— Short task —
Can you rename "single point" to "single marker" in the data starting at the line containing "texture and record the pixel coordinates." and ending at the end of the data, and give those lines back with nothing else changed?

— Position identification data —
*-*-*

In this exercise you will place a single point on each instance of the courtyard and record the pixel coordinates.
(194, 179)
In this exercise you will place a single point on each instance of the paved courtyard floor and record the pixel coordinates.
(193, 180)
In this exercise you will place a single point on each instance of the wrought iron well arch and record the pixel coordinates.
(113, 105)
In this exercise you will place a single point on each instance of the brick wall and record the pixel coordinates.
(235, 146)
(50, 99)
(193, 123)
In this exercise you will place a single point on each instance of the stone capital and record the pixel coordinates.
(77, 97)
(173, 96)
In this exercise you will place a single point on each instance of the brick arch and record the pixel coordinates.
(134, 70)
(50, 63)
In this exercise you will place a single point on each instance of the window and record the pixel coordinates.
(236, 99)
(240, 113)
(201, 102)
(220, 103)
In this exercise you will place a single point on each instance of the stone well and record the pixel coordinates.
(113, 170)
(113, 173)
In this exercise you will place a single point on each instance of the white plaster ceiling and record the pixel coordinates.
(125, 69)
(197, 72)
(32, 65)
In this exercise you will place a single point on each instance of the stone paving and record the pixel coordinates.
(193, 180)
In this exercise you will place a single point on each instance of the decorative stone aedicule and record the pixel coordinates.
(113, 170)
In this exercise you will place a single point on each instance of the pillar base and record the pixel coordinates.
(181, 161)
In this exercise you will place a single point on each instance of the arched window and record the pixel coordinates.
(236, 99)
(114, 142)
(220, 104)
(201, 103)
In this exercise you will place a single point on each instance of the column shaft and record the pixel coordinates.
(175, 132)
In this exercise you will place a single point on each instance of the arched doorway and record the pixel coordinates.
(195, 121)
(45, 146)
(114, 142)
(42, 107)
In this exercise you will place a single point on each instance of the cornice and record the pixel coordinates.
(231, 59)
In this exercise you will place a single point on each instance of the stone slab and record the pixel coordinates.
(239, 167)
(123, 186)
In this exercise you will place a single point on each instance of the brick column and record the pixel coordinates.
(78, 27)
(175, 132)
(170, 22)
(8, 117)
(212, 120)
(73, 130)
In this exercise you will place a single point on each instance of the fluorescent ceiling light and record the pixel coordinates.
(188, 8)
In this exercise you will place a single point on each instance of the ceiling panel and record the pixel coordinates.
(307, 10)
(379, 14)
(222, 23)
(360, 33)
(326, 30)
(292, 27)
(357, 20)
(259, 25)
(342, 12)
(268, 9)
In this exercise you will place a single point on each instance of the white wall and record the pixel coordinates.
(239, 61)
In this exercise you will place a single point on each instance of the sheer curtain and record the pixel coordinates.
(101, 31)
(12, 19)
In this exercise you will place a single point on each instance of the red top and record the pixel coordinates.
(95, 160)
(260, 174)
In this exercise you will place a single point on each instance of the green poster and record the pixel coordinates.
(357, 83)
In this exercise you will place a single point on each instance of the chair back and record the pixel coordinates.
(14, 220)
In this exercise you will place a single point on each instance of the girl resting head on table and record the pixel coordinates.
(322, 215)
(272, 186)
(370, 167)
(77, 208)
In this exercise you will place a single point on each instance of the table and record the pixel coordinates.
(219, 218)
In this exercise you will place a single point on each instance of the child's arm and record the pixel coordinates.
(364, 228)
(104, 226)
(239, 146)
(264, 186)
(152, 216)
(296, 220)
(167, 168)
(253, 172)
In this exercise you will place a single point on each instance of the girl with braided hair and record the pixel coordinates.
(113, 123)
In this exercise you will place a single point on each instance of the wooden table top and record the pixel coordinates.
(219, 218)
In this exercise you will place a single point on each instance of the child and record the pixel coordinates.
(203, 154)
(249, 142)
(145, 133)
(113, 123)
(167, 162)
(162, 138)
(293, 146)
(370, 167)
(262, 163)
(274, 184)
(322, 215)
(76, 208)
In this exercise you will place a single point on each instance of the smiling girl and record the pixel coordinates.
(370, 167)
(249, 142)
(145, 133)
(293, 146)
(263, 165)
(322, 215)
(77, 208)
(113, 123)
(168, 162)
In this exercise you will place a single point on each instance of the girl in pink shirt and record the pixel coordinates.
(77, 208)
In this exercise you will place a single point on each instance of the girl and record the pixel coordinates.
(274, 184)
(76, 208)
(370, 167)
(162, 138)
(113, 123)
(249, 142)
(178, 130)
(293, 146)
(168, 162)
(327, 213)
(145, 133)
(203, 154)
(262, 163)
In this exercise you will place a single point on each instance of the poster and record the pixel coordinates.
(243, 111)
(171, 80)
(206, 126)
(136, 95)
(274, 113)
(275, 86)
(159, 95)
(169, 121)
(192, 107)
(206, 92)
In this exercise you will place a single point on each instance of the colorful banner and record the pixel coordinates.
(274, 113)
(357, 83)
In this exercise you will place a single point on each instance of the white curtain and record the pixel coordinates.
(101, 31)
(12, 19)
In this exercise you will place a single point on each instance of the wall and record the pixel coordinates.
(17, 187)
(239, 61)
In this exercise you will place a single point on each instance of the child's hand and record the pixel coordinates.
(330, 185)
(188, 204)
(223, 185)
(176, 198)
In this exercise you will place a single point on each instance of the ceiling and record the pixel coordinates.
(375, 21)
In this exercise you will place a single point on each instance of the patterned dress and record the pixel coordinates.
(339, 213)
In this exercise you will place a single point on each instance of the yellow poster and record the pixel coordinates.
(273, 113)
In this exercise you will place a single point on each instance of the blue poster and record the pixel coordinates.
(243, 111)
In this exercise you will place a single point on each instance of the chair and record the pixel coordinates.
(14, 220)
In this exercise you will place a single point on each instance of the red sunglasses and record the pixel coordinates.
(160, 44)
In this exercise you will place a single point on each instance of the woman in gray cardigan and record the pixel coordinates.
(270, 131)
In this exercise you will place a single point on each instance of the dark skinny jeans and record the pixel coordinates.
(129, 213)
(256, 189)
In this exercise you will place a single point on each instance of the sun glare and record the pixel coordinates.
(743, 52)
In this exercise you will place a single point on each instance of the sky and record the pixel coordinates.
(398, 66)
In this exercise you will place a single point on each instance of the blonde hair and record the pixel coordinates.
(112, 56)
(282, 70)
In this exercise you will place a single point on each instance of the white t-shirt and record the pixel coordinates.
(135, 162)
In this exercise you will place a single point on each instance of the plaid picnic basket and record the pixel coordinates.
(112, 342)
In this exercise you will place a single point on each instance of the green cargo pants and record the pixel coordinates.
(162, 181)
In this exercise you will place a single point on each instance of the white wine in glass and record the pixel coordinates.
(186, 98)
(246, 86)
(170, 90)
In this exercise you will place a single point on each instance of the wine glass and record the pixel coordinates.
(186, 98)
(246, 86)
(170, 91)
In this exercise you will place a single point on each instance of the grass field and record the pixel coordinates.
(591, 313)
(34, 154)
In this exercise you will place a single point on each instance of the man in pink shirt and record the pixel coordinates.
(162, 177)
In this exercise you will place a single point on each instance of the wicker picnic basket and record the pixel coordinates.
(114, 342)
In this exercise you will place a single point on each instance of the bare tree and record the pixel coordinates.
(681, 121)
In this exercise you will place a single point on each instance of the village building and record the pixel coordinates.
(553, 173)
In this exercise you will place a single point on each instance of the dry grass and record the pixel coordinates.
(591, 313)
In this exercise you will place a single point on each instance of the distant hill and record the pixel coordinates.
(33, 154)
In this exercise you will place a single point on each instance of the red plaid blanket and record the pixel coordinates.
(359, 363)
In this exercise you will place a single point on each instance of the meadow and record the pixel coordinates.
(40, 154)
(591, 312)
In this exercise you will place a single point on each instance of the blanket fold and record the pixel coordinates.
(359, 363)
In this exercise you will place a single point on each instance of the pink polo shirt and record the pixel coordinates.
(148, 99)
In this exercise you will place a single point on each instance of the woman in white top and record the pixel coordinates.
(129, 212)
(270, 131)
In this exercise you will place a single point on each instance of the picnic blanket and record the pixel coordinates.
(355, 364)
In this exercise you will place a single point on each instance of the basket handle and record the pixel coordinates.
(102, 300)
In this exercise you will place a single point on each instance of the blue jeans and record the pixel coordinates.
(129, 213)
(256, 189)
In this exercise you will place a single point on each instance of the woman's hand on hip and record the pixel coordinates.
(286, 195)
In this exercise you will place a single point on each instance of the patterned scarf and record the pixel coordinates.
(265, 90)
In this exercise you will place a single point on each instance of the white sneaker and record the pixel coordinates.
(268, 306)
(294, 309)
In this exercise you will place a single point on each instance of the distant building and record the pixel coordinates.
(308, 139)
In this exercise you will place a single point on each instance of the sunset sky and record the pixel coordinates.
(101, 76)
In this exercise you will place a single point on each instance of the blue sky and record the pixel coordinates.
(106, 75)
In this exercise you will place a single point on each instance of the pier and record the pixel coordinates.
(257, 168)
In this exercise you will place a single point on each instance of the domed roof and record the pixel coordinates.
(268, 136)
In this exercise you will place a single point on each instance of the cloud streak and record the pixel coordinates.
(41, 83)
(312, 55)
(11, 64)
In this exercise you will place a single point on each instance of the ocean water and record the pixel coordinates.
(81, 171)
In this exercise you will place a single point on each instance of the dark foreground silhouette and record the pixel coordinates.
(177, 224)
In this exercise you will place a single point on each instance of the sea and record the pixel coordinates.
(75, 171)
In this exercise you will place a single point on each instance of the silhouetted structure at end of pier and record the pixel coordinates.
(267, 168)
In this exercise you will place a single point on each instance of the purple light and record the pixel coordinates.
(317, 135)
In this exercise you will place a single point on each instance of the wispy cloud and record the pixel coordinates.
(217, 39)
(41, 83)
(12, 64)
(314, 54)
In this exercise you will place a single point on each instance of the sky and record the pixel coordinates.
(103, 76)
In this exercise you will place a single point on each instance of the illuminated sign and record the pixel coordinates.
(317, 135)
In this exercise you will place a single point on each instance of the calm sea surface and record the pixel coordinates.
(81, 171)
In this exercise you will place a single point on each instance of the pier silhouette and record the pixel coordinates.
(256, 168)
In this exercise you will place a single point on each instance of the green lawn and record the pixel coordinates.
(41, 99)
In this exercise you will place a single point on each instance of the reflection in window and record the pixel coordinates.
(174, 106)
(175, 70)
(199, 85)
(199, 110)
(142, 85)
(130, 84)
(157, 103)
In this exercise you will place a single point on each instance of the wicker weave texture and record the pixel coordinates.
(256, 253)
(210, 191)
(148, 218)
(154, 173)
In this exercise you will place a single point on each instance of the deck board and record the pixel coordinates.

*-*-*

— Worked answer —
In this exercise you will place a single marker on each instance of the wicker weave texture and record the pixel coordinates.
(256, 253)
(210, 191)
(148, 218)
(154, 173)
In this exercise you will place a single marker on each instance of the deck board and record the pixel coordinates.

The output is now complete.